Text section —
* * * * *
If ai=0 for all i>N, where N is some suitable finite integer, then you have a rational number. But not all rational numbers fall into this category. 1/7 being a classic example. The decimal expansion of 1/7 continues indefinitely:

(1/7) = 0.124857124857124857124857124857124857124857124857124857124857...

But in this and other cases, the coefficients ai are cyclically periodic for all i>N, where N is some suitable finite integer.

The red text shows that the summation goes out to infinity, but for, e.g., an integer, they will be zero. This is infinite precision.

scott1328 wrote:x = y if and only if x-y = 0.
x = y if and if x/y = 1 and y<>0
x = y if and only if x ~< y and x~> y

And any number of other methods of proof. Depends on context.

Surely, you see what's going on? 'x' is an arbitrary number, it is a string of decimals digits, infinitely long, you see zeros, but is it all zeros?

You are once again not answering the questions I ask. Answering them will expose your blind spot, so answer them.

scott1328 wrote:x = y if and only if x-y = 0.
x = y if and if x/y = 1 and y<>0
x = y if and only if x ~< y and x~> y

And any number of other methods of proof. Depends on context.

This doesn't say anything. I had to edit my previous post, I forgot the example.

how can you tell if .9999...=1? The ellipses isn't all '9's, it's some list of digits, it might be all '9's, it might not. How can you prove that this number, .9999... = 1??
* * * * *
Task requirements —
1. For each statement about the forum thread on decimal expansions, say yes or no and quote the thread's words that settle it: (a) not every rational number has coefficients that all become zero past some finite point; (b) the summation going out to infinity is called finite precision; (c) the choice of proof method is said to depend on context.
2. Repeat word for word the stretch of the forum thread on decimal expansions from "Surely, you see" through "forgot the example.".
3. Carry on the forum thread on decimal expansions from the point where it stops.
The lines that come next have no connection to the forum thread on decimal expansions.

Records of labeled boxes
* * * * *
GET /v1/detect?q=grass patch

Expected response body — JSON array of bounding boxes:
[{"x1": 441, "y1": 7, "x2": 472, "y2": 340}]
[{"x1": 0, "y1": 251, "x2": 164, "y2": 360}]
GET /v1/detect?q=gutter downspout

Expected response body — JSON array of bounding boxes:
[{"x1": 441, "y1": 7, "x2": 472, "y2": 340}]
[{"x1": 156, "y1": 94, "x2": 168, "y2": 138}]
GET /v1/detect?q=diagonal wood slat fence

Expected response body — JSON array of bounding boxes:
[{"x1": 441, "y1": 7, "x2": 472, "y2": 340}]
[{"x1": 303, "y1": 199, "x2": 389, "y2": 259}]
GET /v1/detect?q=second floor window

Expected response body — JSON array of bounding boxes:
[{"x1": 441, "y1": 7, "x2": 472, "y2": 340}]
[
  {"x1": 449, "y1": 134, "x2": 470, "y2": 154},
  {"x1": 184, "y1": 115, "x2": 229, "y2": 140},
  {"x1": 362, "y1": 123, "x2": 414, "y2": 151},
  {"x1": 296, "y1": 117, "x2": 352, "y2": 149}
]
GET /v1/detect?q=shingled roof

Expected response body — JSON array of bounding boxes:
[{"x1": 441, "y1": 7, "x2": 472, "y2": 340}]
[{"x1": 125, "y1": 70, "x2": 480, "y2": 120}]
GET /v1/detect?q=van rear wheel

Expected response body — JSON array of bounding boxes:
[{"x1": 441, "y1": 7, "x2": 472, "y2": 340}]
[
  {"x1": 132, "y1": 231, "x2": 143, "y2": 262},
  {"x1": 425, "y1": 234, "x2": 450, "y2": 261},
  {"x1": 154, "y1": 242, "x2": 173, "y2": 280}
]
* * * * *
In response —
1.
(a) Yes: "But not all rational numbers fall into this category."
(b) No: "This is infinite precision."
(c) Yes: "Depends on context."

2.
Surely, you see what's going on? 'x' is an arbitrary number, it is a string of decimals digits, infinitely long, you see zeros, but is it all zeros?

You are once again not answering the questions I ask. Answering them will expose your blind spot, so answer them.

scott1328 wrote:x = y if and only if x-y = 0.
x = y if and if x/y = 1 and y<>0
x = y if and only if x ~< y and x~> y

And any number of other methods of proof. Depends on context.

This doesn't say anything. I had to edit my previous post, I forgot the example.

3.
You are not asking questions that are meaningful. I have given you what any high school would tell you about real numbers. it is not my fault if you reject the definitions that actual mathematicians use and instead create useless strawman caricatures and then find out that those caricatures don't make any sense to you.

Why don't you write up a nice mathematical paper detailing exactly how you think 400 year of mathematicians got it all wrong and how you alone have discerned TRUTH. Let's see that Nobel prize in math.

By the way Cali's definition is only one of several different formulations. I happen to think it is a clumsy and useless formulation. Nevertheless each of these formulations can be used to derive the others.

if the unexpressed digits .99999..... Are not all nines then the value is less than 1 and not equal to 1. It's not hard.

scott1328 wrote:if the unexpressed digits .99999..... Are not all nines then the value is less than 1 and not equal to 1. It's not hard.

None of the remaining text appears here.